:: What is expected ::
Reproduce exactly, with no other output, every line of the data below from the line containing "Locate every instance of the trailer wheel" to the end, inclusive.

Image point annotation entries
::::::::

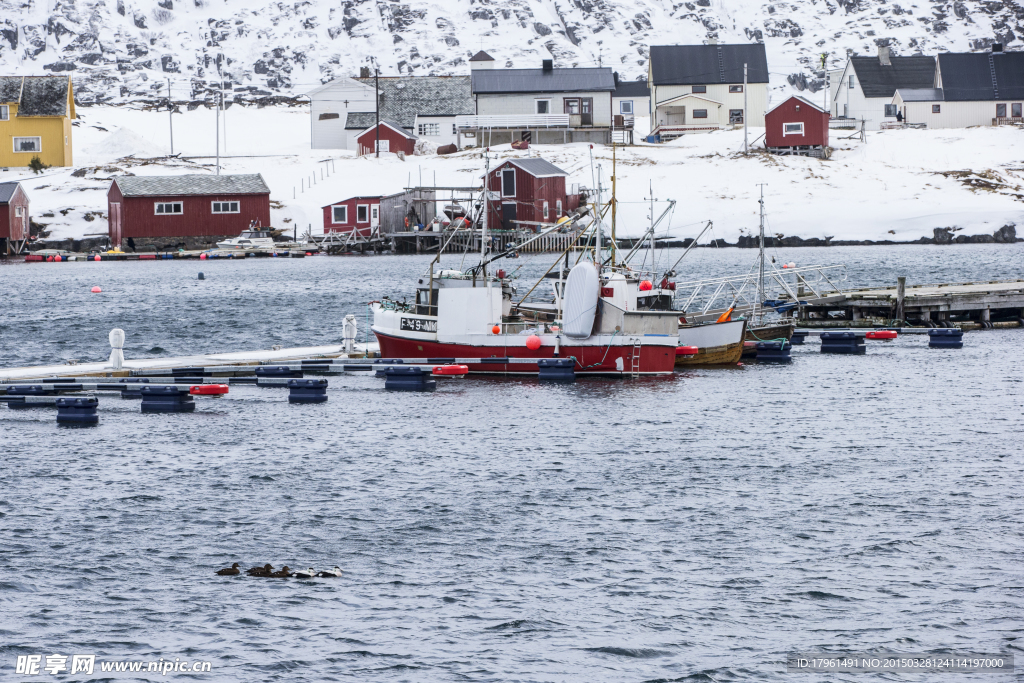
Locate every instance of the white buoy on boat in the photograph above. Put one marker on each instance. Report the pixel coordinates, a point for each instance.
(117, 338)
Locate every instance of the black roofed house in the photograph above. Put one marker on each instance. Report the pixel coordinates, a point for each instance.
(971, 89)
(422, 105)
(154, 212)
(546, 105)
(864, 89)
(35, 120)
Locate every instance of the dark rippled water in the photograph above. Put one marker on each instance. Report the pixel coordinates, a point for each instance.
(696, 527)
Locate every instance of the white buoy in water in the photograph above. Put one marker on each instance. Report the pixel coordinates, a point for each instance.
(117, 338)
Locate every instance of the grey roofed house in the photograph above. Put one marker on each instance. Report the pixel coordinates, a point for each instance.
(539, 168)
(878, 80)
(402, 98)
(982, 76)
(700, 65)
(506, 81)
(36, 95)
(172, 185)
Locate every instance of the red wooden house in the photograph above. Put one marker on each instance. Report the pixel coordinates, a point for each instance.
(797, 126)
(13, 217)
(527, 189)
(393, 138)
(164, 211)
(361, 214)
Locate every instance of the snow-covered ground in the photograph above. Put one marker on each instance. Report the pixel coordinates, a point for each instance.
(892, 186)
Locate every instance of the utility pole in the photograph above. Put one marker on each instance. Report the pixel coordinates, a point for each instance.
(744, 109)
(377, 99)
(170, 114)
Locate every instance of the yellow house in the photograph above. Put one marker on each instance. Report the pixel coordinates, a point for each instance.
(35, 120)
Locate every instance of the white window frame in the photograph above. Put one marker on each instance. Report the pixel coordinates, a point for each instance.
(232, 207)
(177, 208)
(39, 144)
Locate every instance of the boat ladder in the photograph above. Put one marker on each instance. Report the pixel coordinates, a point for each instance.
(635, 366)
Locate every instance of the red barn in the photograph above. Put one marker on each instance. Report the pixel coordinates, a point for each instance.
(529, 189)
(361, 214)
(13, 216)
(797, 126)
(393, 138)
(197, 211)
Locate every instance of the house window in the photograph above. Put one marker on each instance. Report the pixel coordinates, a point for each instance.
(167, 208)
(508, 182)
(225, 207)
(28, 144)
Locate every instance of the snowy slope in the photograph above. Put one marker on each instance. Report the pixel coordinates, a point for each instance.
(900, 184)
(126, 49)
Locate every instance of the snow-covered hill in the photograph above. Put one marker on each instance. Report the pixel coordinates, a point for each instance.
(126, 49)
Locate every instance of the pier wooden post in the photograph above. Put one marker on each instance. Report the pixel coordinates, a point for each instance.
(900, 295)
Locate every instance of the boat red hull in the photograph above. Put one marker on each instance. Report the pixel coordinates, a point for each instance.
(590, 359)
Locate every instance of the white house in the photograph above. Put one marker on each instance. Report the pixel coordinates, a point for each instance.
(864, 89)
(699, 88)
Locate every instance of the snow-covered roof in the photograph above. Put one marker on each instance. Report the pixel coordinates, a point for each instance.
(402, 98)
(507, 81)
(172, 185)
(699, 65)
(979, 76)
(36, 95)
(921, 94)
(879, 80)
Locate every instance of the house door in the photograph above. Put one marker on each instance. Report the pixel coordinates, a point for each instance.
(115, 224)
(508, 215)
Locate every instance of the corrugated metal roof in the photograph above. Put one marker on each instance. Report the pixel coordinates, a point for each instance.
(878, 80)
(173, 185)
(539, 168)
(6, 191)
(921, 94)
(699, 65)
(968, 76)
(403, 97)
(502, 81)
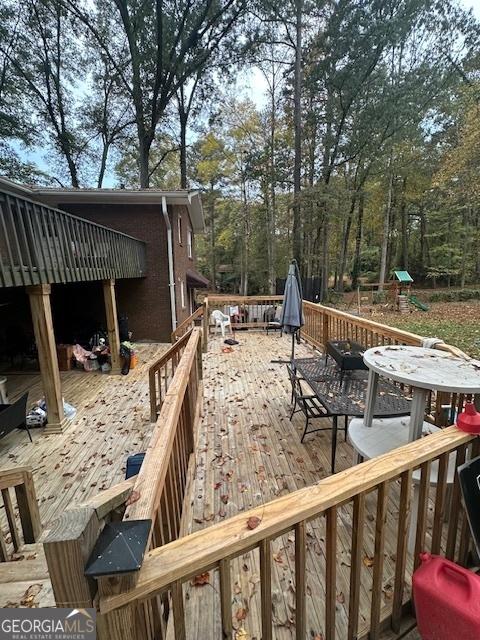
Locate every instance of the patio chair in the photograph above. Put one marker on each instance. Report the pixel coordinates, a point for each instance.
(312, 408)
(13, 416)
(220, 320)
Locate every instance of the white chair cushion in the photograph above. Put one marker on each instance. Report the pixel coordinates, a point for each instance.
(386, 434)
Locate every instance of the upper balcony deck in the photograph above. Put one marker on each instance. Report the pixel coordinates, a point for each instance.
(40, 244)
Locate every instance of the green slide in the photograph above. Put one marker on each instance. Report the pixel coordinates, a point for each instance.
(416, 302)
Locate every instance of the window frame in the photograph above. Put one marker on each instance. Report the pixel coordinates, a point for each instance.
(182, 294)
(179, 228)
(190, 243)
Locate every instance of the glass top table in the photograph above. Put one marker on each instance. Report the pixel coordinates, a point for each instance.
(423, 370)
(346, 395)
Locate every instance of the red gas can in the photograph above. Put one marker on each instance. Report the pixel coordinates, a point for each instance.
(447, 600)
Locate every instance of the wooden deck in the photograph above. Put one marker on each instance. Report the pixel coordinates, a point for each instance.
(112, 421)
(248, 453)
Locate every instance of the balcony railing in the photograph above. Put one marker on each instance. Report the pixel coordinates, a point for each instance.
(39, 244)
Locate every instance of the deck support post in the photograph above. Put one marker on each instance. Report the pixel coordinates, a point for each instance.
(112, 324)
(39, 296)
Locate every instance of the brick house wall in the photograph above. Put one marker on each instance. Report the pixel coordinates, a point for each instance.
(146, 301)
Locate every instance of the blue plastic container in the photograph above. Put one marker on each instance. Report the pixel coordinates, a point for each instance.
(134, 463)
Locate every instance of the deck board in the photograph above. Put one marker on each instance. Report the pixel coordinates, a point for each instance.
(249, 453)
(112, 421)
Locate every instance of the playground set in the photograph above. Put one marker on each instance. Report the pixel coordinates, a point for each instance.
(397, 294)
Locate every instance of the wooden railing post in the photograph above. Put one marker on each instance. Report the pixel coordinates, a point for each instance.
(28, 509)
(67, 548)
(325, 336)
(205, 325)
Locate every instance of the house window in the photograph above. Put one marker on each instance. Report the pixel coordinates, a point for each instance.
(190, 243)
(179, 223)
(182, 294)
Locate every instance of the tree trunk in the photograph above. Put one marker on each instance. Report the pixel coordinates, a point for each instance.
(272, 209)
(358, 241)
(143, 162)
(213, 265)
(325, 265)
(404, 228)
(344, 245)
(103, 165)
(297, 108)
(386, 226)
(183, 150)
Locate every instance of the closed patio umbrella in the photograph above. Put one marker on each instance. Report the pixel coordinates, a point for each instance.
(292, 315)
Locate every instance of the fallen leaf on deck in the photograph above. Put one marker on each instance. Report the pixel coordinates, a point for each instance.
(367, 561)
(30, 594)
(201, 579)
(253, 522)
(133, 497)
(241, 614)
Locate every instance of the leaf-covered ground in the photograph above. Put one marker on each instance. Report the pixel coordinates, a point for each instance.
(457, 323)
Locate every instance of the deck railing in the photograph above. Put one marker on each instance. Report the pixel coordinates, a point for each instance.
(40, 244)
(330, 504)
(161, 372)
(188, 324)
(247, 312)
(325, 323)
(155, 495)
(20, 479)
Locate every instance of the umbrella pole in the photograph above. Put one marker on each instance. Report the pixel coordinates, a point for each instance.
(292, 355)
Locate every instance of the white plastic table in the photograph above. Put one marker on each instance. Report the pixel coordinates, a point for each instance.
(422, 369)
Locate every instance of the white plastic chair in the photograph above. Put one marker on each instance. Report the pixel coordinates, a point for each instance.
(221, 320)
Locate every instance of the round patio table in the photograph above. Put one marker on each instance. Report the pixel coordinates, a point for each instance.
(422, 369)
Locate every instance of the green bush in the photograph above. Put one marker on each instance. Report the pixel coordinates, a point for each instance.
(460, 295)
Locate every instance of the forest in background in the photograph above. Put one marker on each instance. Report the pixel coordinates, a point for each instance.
(362, 156)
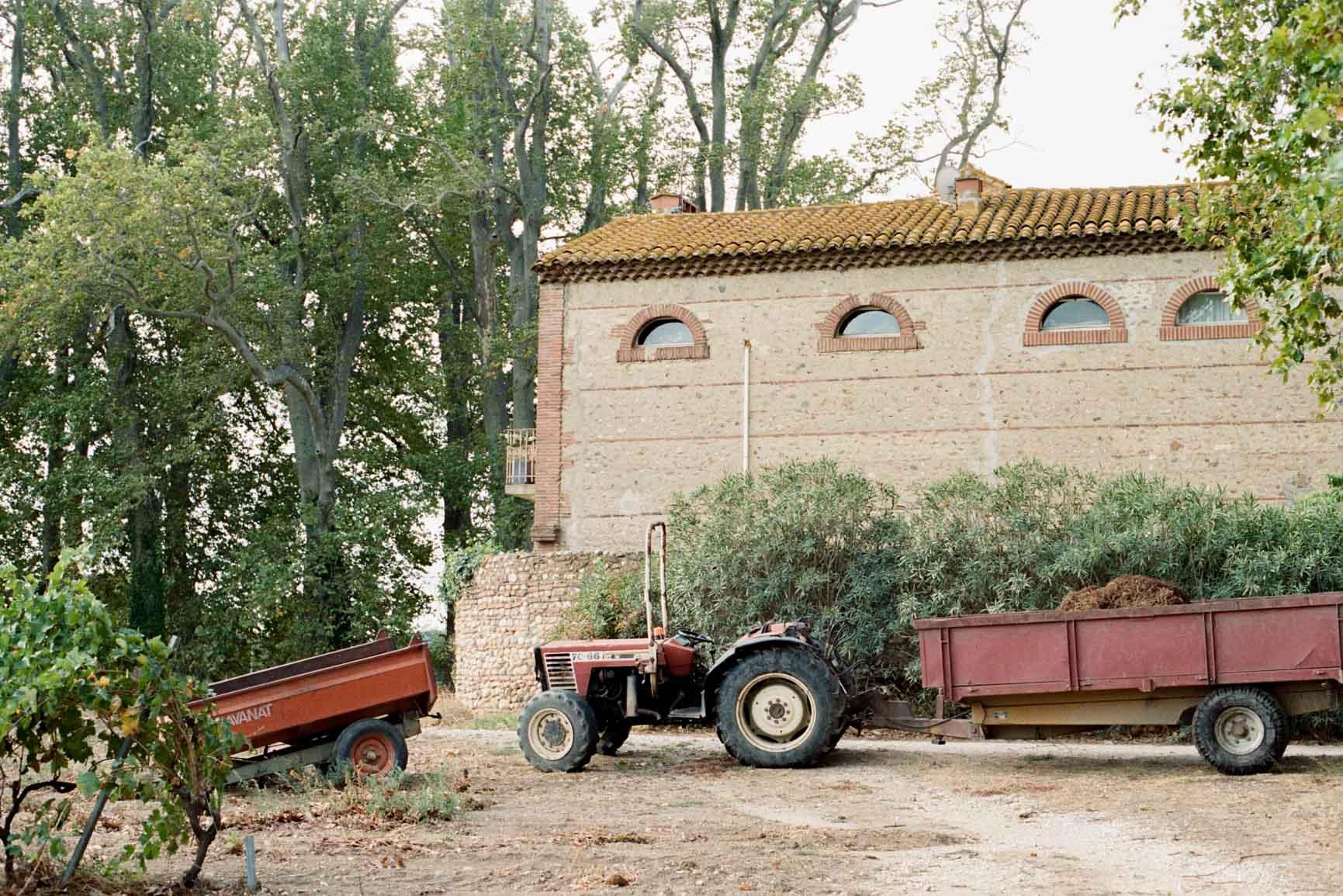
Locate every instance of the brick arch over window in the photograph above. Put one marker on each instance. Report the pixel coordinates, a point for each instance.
(1173, 332)
(1033, 334)
(829, 328)
(628, 335)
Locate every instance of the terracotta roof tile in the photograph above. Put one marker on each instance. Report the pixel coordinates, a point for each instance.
(1010, 223)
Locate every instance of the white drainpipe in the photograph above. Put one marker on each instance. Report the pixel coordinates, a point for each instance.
(746, 410)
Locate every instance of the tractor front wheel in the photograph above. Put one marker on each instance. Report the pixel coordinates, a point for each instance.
(558, 731)
(779, 708)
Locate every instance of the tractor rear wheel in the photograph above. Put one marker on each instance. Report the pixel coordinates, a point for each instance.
(613, 736)
(779, 708)
(558, 731)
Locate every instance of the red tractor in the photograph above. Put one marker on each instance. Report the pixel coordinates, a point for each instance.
(774, 696)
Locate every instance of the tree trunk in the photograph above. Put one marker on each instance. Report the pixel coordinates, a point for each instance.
(14, 110)
(53, 501)
(183, 606)
(143, 117)
(720, 42)
(836, 18)
(648, 133)
(147, 574)
(493, 386)
(453, 312)
(532, 178)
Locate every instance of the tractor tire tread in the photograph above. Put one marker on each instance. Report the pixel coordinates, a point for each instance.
(582, 718)
(808, 666)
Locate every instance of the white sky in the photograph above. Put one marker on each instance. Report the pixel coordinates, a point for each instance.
(1073, 102)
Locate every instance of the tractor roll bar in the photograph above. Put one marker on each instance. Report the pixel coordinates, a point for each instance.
(663, 576)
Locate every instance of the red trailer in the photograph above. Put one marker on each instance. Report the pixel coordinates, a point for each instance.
(1234, 670)
(355, 705)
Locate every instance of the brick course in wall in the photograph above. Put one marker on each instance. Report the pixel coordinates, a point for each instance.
(514, 604)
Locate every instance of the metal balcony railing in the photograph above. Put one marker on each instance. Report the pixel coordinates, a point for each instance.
(519, 461)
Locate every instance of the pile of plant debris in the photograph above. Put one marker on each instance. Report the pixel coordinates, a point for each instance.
(1124, 591)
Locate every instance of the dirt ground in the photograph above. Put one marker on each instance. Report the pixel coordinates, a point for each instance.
(674, 815)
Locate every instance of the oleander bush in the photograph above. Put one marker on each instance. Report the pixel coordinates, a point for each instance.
(810, 539)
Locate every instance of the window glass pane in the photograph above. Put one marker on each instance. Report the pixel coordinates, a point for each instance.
(666, 332)
(871, 321)
(1209, 306)
(1076, 313)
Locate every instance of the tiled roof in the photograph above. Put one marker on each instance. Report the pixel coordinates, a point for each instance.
(1012, 223)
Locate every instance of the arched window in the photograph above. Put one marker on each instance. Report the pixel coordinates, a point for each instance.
(1075, 312)
(1209, 306)
(874, 323)
(869, 321)
(661, 334)
(666, 330)
(1199, 310)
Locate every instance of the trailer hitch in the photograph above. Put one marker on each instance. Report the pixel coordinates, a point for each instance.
(874, 710)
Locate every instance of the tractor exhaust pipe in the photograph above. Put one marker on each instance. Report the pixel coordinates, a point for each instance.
(663, 578)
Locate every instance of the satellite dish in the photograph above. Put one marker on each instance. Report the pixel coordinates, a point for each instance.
(944, 183)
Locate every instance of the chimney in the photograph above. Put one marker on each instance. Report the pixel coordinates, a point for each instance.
(672, 205)
(967, 195)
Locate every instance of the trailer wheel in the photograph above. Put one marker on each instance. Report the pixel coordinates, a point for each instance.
(371, 747)
(779, 708)
(1240, 731)
(558, 731)
(613, 736)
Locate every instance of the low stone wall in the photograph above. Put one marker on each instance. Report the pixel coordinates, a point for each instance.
(514, 602)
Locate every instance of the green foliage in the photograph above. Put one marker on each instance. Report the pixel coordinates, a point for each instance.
(459, 567)
(810, 540)
(773, 545)
(69, 680)
(1260, 109)
(400, 798)
(609, 605)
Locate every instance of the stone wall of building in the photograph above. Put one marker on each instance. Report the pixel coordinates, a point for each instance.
(967, 387)
(514, 604)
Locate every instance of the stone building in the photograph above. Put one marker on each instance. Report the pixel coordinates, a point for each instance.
(907, 339)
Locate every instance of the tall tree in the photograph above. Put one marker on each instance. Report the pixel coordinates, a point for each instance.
(1260, 104)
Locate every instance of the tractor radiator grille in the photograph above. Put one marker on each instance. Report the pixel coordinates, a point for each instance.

::::::::

:: Answer in full ::
Locate every instance of the trailer wheel in the photograph above. Put one marker on each instance. Report the pixel coordinates, a point for each instance.
(371, 747)
(779, 708)
(1240, 731)
(558, 731)
(613, 736)
Locate every instance of the low stone wall in the photograph above. Put one marker on each instance. Report the pixel coordinates, a point for each instance.
(514, 602)
Locate every instance of the green foliage in the photograph above. Put one marker on each instance. Report the pixel coordinates, a point for each instance.
(459, 567)
(810, 540)
(773, 545)
(69, 680)
(1260, 109)
(400, 798)
(609, 605)
Locate every instance of the stone wall of building in the photograph above. Put one marker on each instance. Report the pixel coordinates, a point for each instance.
(967, 387)
(514, 604)
Locate every instance of the stone building in the photograph above. Put one marker on each instance. Report the pixel coordinates, a point for each instance.
(907, 339)
Locate every instance of the tall tree in the photograph above. Put one marker on each instance. Report the pixel coordinates, a point for each instance.
(1260, 104)
Locate every instance of the tractor radiator grille in the photograph above. Put one marker on each instance. Report the pixel coordinates, a point for each instance.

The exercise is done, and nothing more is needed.